Stored dataset lines

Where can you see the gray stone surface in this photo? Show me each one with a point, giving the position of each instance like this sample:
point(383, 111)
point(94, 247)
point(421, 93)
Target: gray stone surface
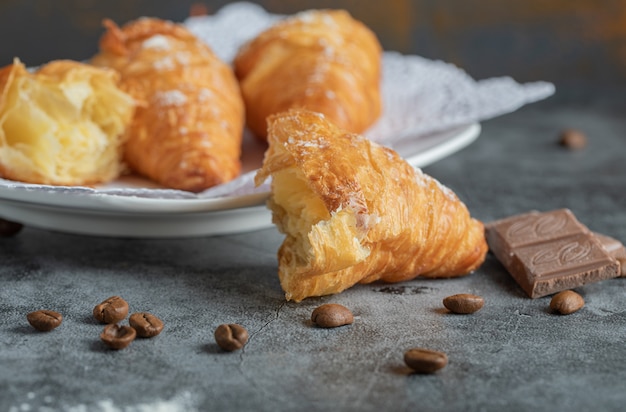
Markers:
point(512, 355)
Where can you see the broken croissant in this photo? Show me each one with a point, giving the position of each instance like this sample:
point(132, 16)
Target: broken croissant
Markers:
point(320, 60)
point(187, 135)
point(62, 124)
point(354, 211)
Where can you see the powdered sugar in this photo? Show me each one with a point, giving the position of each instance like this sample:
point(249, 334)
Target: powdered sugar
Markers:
point(156, 42)
point(170, 98)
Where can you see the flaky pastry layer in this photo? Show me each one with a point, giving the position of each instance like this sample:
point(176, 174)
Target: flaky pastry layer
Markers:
point(320, 60)
point(187, 134)
point(355, 212)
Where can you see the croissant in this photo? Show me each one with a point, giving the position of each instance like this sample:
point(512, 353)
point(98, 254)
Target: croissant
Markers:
point(321, 60)
point(355, 212)
point(62, 124)
point(187, 135)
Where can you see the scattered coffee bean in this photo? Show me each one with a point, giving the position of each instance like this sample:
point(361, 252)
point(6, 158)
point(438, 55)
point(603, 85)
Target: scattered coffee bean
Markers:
point(8, 228)
point(112, 310)
point(425, 360)
point(44, 320)
point(463, 303)
point(572, 139)
point(567, 302)
point(146, 324)
point(332, 315)
point(117, 337)
point(231, 337)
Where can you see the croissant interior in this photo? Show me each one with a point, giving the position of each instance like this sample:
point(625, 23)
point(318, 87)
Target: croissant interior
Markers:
point(354, 211)
point(63, 124)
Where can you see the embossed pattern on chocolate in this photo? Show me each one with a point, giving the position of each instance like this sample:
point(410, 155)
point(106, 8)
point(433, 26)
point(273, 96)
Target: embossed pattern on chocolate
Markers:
point(547, 252)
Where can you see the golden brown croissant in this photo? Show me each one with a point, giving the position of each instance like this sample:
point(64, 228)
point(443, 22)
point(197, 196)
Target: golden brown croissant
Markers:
point(321, 60)
point(63, 124)
point(354, 211)
point(188, 133)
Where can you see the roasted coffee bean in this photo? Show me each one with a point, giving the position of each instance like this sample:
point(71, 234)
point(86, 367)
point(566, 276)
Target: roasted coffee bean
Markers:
point(572, 139)
point(567, 302)
point(332, 315)
point(425, 360)
point(146, 324)
point(112, 310)
point(463, 303)
point(44, 320)
point(117, 337)
point(231, 337)
point(8, 228)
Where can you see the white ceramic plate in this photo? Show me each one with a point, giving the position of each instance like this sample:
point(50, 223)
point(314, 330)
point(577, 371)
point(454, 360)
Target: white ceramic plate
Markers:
point(101, 212)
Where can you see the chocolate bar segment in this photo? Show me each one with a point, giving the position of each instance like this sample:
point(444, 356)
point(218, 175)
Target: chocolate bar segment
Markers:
point(547, 252)
point(615, 249)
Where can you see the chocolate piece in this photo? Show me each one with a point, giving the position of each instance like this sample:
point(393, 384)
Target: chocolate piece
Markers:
point(547, 252)
point(615, 249)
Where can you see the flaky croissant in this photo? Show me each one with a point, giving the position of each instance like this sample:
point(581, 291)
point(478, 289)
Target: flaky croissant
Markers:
point(187, 135)
point(62, 124)
point(354, 211)
point(321, 60)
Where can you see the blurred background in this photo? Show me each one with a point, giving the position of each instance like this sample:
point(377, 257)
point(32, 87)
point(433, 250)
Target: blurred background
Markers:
point(579, 45)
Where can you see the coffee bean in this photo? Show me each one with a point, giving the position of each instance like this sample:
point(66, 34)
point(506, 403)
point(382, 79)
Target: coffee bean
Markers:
point(8, 228)
point(332, 315)
point(567, 302)
point(117, 337)
point(572, 139)
point(146, 324)
point(112, 310)
point(463, 303)
point(425, 360)
point(44, 320)
point(231, 337)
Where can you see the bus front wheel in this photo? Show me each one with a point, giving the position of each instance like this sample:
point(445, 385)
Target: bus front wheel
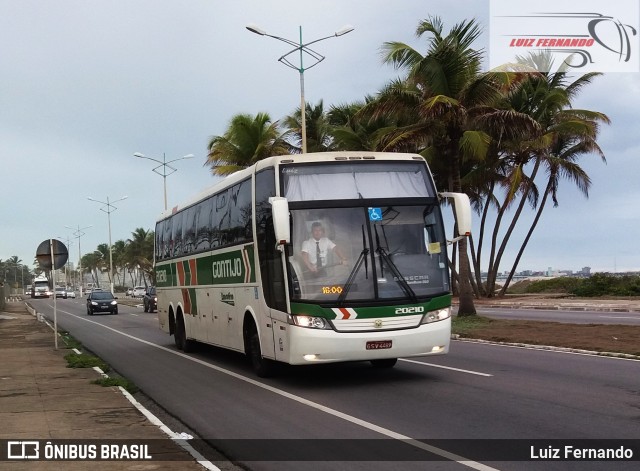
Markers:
point(263, 367)
point(180, 337)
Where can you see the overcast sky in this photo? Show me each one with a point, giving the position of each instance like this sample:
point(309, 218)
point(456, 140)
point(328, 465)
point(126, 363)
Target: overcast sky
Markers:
point(86, 83)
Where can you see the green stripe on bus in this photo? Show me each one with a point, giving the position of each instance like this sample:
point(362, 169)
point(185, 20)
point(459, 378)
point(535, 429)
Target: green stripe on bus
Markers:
point(314, 310)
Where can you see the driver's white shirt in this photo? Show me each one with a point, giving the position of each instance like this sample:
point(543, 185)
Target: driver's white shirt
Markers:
point(325, 245)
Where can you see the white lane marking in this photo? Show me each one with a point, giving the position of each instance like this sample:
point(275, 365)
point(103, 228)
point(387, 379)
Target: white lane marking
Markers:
point(550, 349)
point(349, 418)
point(446, 367)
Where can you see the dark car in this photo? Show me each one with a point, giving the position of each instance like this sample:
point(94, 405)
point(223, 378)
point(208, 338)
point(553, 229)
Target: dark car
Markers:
point(150, 300)
point(101, 301)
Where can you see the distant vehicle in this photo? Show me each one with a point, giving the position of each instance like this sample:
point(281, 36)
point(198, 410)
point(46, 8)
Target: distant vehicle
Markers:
point(150, 300)
point(101, 301)
point(40, 288)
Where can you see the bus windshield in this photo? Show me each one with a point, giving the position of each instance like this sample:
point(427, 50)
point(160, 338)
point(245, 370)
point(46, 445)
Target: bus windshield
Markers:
point(363, 253)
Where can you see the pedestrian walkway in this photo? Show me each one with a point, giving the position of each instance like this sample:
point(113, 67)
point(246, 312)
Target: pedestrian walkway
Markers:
point(41, 399)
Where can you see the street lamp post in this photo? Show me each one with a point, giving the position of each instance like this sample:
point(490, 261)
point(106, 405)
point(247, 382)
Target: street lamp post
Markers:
point(79, 233)
point(109, 208)
point(301, 48)
point(164, 164)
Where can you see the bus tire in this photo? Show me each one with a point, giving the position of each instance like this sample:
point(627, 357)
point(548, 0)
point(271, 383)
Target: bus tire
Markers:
point(385, 363)
point(180, 337)
point(263, 367)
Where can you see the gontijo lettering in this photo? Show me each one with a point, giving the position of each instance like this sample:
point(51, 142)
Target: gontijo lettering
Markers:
point(227, 268)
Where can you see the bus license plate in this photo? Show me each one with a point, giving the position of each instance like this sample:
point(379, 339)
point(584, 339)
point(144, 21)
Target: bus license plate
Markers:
point(378, 344)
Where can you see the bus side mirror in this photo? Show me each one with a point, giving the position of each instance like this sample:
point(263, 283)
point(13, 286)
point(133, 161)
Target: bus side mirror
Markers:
point(462, 208)
point(280, 214)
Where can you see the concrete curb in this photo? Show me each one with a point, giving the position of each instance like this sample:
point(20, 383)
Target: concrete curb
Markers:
point(180, 439)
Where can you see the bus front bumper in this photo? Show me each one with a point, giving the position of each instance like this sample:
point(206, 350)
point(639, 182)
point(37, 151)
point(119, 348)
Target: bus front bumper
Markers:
point(307, 346)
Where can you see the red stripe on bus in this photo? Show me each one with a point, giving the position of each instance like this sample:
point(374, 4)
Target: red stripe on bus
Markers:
point(194, 272)
point(186, 299)
point(180, 270)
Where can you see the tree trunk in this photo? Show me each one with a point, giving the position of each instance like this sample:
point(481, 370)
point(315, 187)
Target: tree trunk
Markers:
point(503, 291)
point(466, 306)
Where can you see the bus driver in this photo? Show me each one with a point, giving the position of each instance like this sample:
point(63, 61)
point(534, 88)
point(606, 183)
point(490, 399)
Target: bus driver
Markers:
point(315, 250)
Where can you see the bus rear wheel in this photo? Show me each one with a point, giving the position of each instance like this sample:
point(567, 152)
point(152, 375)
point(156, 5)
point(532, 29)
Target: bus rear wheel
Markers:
point(385, 363)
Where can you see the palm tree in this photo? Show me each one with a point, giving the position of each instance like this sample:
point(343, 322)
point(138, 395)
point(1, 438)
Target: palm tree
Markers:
point(354, 128)
point(318, 129)
point(247, 140)
point(568, 134)
point(140, 252)
point(452, 112)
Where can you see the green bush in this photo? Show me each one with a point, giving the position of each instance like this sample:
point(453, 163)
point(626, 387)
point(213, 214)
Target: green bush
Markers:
point(606, 284)
point(598, 284)
point(564, 284)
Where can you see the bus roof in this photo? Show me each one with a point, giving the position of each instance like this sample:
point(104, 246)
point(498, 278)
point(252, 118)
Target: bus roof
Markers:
point(240, 175)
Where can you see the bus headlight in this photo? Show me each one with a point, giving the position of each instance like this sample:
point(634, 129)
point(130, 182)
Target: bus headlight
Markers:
point(437, 315)
point(309, 322)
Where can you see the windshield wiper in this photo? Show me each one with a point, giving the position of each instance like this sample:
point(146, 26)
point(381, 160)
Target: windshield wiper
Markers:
point(394, 269)
point(354, 271)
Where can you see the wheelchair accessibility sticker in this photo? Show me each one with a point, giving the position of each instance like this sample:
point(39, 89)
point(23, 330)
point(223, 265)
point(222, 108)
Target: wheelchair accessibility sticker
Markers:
point(375, 214)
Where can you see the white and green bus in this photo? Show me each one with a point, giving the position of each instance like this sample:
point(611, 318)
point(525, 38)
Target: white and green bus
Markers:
point(237, 267)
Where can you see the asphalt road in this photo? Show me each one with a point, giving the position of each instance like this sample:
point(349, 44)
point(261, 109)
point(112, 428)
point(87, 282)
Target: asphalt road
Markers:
point(500, 397)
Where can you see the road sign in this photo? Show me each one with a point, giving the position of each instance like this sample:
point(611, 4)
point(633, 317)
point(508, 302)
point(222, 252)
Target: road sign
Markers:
point(48, 248)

▸ **WHAT TO DO**
Lay out the lines above as a Markdown table with columns named Row and Line. Start at the line containing "Where can you see the bus windshield", end at the line containing "point(378, 344)", include both, and skip blank lines.

▸ **RIGHT ANSWER**
| Row | Line |
|---|---|
| 1 | Where can you see the bus windshield in this photo? Show me each one with a point, giving the position of each instance like this sample: |
| 2 | point(427, 50) |
| 3 | point(160, 338) |
| 4 | point(245, 370) |
| 5 | point(46, 445) |
| 6 | Target: bus windshield |
| 7 | Markers: |
| 8 | point(363, 253) |
| 9 | Where can you see the pedestrian walkway in this photo? Show me each one with a point, giving the position of each instance like this sample: |
| 10 | point(113, 67) |
| 11 | point(246, 312) |
| 12 | Target: pedestrian walkway |
| 13 | Markers: |
| 14 | point(41, 399) |
| 15 | Where can you see the street lamp post in this photo? Show me each one with a point, giving the position of each instance like this sample: |
| 16 | point(490, 261) |
| 17 | point(106, 405) |
| 18 | point(247, 382) |
| 19 | Target: street lamp post |
| 20 | Markers: |
| 21 | point(79, 233) |
| 22 | point(109, 208) |
| 23 | point(301, 48) |
| 24 | point(164, 164) |
| 25 | Where can you see the bus tire in this photo? Show me each one with a point, giving the position of each instance like this sample: |
| 26 | point(627, 357) |
| 27 | point(548, 0) |
| 28 | point(271, 383) |
| 29 | Target: bus tire |
| 30 | Markers: |
| 31 | point(385, 363) |
| 32 | point(180, 337) |
| 33 | point(263, 367) |
| 34 | Where can you see the gontijo lettering in this photo? Show me each one with a point, giving the position of each instance like this sample: |
| 35 | point(51, 142) |
| 36 | Target: gontijo lettering |
| 37 | Markers: |
| 38 | point(227, 268) |
| 39 | Where can you see the bus license plate in this photo? Show me each one with a point, giving the position of each instance like this sample: |
| 40 | point(379, 339) |
| 41 | point(584, 339) |
| 42 | point(144, 21) |
| 43 | Target: bus license plate |
| 44 | Markers: |
| 45 | point(378, 344) |